* WHAT IS EXPECTED: Can you pick up the bi_remaining patch thread after its last line and continue writing it, leaving the data that follows it alone?

* DOCUMENT TEXT:
•••••

Reviewed-by: Christoph Hellwig <hch@lst.de>

^ permalink raw reply	[flat|nested] 31+ messages in thread

* Re: [PATCH for-4.2 v2 01/14] block: remove management of bi_remaining when restoring original bi_end_io
  2015-05-18 20:40           ` [PATCH for-4.2 v2 " Mike Snitzer
  2015-05-19  6:28             ` Christoph Hellwig
@ 2015-05-19  7:20             ` Jan Kara
  1 sibling, 0 replies; 31+ messages in thread
From: Jan Kara @ 2015-05-19  7:20 UTC (permalink / raw)
  To: Mike Snitzer
  Cc: Jan Kara, hch, Jens Axboe, Chris Mason, dm-devel, linux-kernel

On Mon 18-05-15 16:40:17, Mike Snitzer wrote:
> Commit c4cf5261 ("bio: skip atomic inc/dec of ->bi_remaining for
> non-chains") regressed all existing callers that followed this pattern:
>  1) saving a bio's original bi_end_io
>  2) wiring up an intermediate bi_end_io
>  3) restoring the original bi_end_io from intermediate bi_end_io
>  4) calling bio_endio() to execute the restored original bi_end_io
> 
> The regression was due to BIO_CHAIN only ever getting set if
> bio_inc_remaining() is called.  For the above pattern it isn't set until
> step 3 above (step 2 would've needed to establish BIO_CHAIN).  As such
> the first bio_endio(), in step 2 above, never decremented __bi_remaining
> before calling the intermediate bi_end_io -- leaving __bi_remaining with
> the value 1 instead of 0.  When bio_inc_remaining() occurred during step
> 3 it brought it to a value of 2.  When the second bio_endio() was
> called, in step 4 above, it should've called the original bi_end_io but
> it didn't because there was an extra reference that wasn't dropped (due
> to atomic operations being optimized away since BIO_CHAIN wasn't set
> upfront).
> 
> Fix this issue by removing the __bi_remaining management complexity for
> all callers that use the above pattern -- bio_chain() is the only
> interface that _needs_ to be concerned with __bi_remaining.  For the
> above pattern callers just expect the bi_end_io they set to get called!
> Remove bio_endio_nodec() and also remove all bio_inc_remaining() calls
> that aren't associated with the bio_chain() interface.

•••••

* DATASET EXCERPTS:
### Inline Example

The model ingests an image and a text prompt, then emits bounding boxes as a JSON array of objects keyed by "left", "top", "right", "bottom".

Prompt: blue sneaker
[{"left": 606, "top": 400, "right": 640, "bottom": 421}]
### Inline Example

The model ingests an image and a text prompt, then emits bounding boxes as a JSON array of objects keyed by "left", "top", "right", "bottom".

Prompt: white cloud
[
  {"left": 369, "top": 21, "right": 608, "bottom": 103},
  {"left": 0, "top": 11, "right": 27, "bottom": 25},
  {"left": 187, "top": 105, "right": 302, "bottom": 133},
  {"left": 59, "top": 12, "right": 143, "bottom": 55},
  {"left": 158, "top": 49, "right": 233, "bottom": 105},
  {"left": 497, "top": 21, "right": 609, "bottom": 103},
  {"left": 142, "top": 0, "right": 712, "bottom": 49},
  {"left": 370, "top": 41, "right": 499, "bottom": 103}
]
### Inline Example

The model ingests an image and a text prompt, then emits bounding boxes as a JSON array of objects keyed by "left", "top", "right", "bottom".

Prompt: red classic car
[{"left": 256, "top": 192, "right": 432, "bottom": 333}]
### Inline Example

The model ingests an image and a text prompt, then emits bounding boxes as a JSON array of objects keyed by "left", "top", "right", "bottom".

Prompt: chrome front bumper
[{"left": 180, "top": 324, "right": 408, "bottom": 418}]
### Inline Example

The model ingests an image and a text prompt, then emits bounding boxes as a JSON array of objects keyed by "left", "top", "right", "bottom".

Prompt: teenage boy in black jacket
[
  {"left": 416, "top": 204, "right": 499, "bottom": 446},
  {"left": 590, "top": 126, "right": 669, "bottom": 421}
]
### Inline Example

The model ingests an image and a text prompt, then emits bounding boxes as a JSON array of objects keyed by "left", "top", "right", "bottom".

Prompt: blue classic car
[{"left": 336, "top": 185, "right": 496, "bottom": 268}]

•••••

* FINAL RESULT:
> 
> changes in v2:
> Care is now taken to clear the BIO_CHAIN flag once ->__bi_remaining
> drops to 0.  Also, the bio_inc_remaining() interface has moved local to
> bio.c.
> 
> Fixes: c4cf5261 ("bio: skip atomic inc/dec of ->bi_remaining for non-chains")
> Signed-off-by: Mike Snitzer <snitzer@redhat.com>

  The patch looks good to me. You can add:
Reviewed-by: Jan Kara <jack@suse.cz>

								Honza

> ---
>  block/bio-integrity.c        |  4 ++--
>  block/bio.c                  | 35 ++++++++++++++---------------------
>  drivers/md/bcache/io.c       |  2 +-
>  drivers/md/dm-cache-target.c |  6 ------
>  drivers/md/dm-raid1.c        |  2 --
>  drivers/md/dm-snap.c         |  1 -
>  drivers/md/dm-thin.c         |  9 +++------
>  drivers/md/dm-verity.c       |  2 +-
>  fs/btrfs/disk-io.c           |  2 +-
>  fs/btrfs/volumes.c           | 16 +++++-----------
>  fs/btrfs/volumes.h           |  2 --
>  include/linux/bio.h          | 12 ------------
>  12 files changed, 27 insertions(+), 66 deletions(-)
> 
> diff --git a/block/bio-integrity.c b/block/bio-integrity.c
> index 5cbd5d9..0436c21 100644
> --- a/block/bio-integrity.c
> +++ b/block/bio-integrity.c
> @@ -361,7 +361,7 @@ static void bio_integrity_verify_fn(struct work_struct *work)
>  
>  	/* Restore original bio completion handler */
>  	bio->bi_end_io = bip->bip_end_io;
> -	bio_endio_nodec(bio, error);
> +	bio_endio(bio, error);
>  }
>  
>  /**
> @@ -388,7 +388,7 @@ void bio_integrity_endio(struct bio *bio, int error)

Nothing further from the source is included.